● **Source passage**:
====================
Skuld was a princess of Scandinavian legend who married Heoroweard and encouraged him to kill Hroðulf (Hrólfr Kraki) in Hrólfs saga kraka. The accounts of her vary greatly from source to source. Skuld is derived from the Old Norse verb skulla, "need/ought to be/shall be"; its meaning is "that which should become, or that needs to occur". Other similarly named characters appear in the Skjöldunga saga and the Gesta Danorum, as well as the Chronicon Lethrense.

Hrólfs saga kraka 
Hrólfs saga kraka tells that one Yule, Helgi (appears as Halga in Beowulf) was visited by an ugly being while he was in his hunting house. No person in the entire kingdom allowed the being to enter the house, except Helgi. Later, the thing asked to sleep in his bed. Unwillingly he agreed, and as the thing got into the bed, it turned into a dark elvish woman, who was clad in silk and who was the most beautiful woman he had ever seen. He raped her, and made her pregnant. Helgi forgot the woman and a couple of days after the date had passed, he was visited by the woman, who had Skuld on her arms. The daughter would marry Hjörvarđr (Heoroweard).
Much later, when her half-brother Hrólfr Kraki was King of the Danes, Skuld began to turn her husband against Hrólfr. Under the pretext that they would wait three years before paying the accumulated tribute at one time, Skuld assembled a large army which included strong warriors, criminals, elves and norns. She was a great sorceress and used seiðr (witchcraft) to hide the great muster from Hrólfr and his champions. They then arrived at Lejre one Yule for the midwinter blóts, with all the weapons hidden in wagons to ambush the king at night. A battle ensued and, in the account found in Gesta Danorum, Bödvar Bjarki fought in the shape of a spirit bear until he was awakened by Hjalti. To overcome him, Skuld cast the most powerful spell to resuscitate her fallen warriors and after a long fight Hrólfr and all his eleven champions fell, with the sole exception of Vöggr who promises to avenge the king.
====================
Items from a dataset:
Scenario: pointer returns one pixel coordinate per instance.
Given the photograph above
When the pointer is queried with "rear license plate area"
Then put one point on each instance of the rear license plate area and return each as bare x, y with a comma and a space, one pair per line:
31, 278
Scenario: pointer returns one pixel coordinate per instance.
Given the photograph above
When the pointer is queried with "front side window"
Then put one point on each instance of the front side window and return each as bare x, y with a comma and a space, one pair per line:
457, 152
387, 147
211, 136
====================
● **To-do list**:
**a)** In the Skuld text, where did Skuld's army arrive for the midwinter blóts?
**b)** From the passage on Skuld, list every kind of member that made up the army she assembled.
**c)** Extend the Skuld passage past its final sentence.

● **Answer set**:
**a)** Lejre

**b)** strong warriors, criminals, elves, norns

**c)**
As Hjörvarđr was also killed in the battle, Skuld became the Queen of Denmark but did not rule well and only for a short time. Bödvar Bjarki's brothers Elk-Froði and Thorir (Þorir) Houndsfoot went to Denmark to avenge their brother. The Swedish queen Yrsa gave them a large Swedish army headed by Vöggr. They seized the wicked elf queen by surprise, just as she had suddenly attacked the king, tying her arms so she could not use her magic arts. With no spells to prevent it, they then slew all of her supernatural rabble. After this, a vengeance was exacted on Skuld in retribution for her treachery and fratricide, as she was tortured to death through a variety of the most dreadful ways. The rule over the kingdom was then restored to King Hrólfr's daughters. When all this was accomplished, everyone went home.

Skjöldunga saga

The Skjöldunga saga relates that Helgo (Halga) was the King of Denmark together with his brother Roas (Hroðgar). Helgo raped Olava, the Queen of the Saxons, and she bore a daughter named Yrsa. The girl later married King Adillus (Eadgils), the King of Sweden. Yrsa and Adillus had a daughter, Scullda. Yrsa and Adillus married their Scullda to Hiørvardus, the King of Öland (also called Hiorvardus and Hevardus, and who corresponds to Heoroweard in Beowulf). As her half-brother Rolfo (Hrólfr Kraki, Hroðulf) was not consulted about this marriage, he was infuriated and he attacked Öland and made Hiørvardus and his kingdom tributary to Denmark. Hiørvardus and Queen Skullda rebelled against Rolfo and killed him. However, Hiørvardus did not live long after this and was himself killed.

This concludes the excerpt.